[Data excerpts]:
== Segment start ==

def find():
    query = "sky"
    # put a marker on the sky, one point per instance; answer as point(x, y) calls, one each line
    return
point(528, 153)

== Segment end ==

[What this task involves]:
Your answer should consist only of the lines from the one that holds "# put a marker" to the end of the entries above, both ends included, each repeated exactly.

[Response to the task]:
    # put a marker on the sky, one point per instance; answer as point(x, y) calls, one each line
    return
point(528, 153)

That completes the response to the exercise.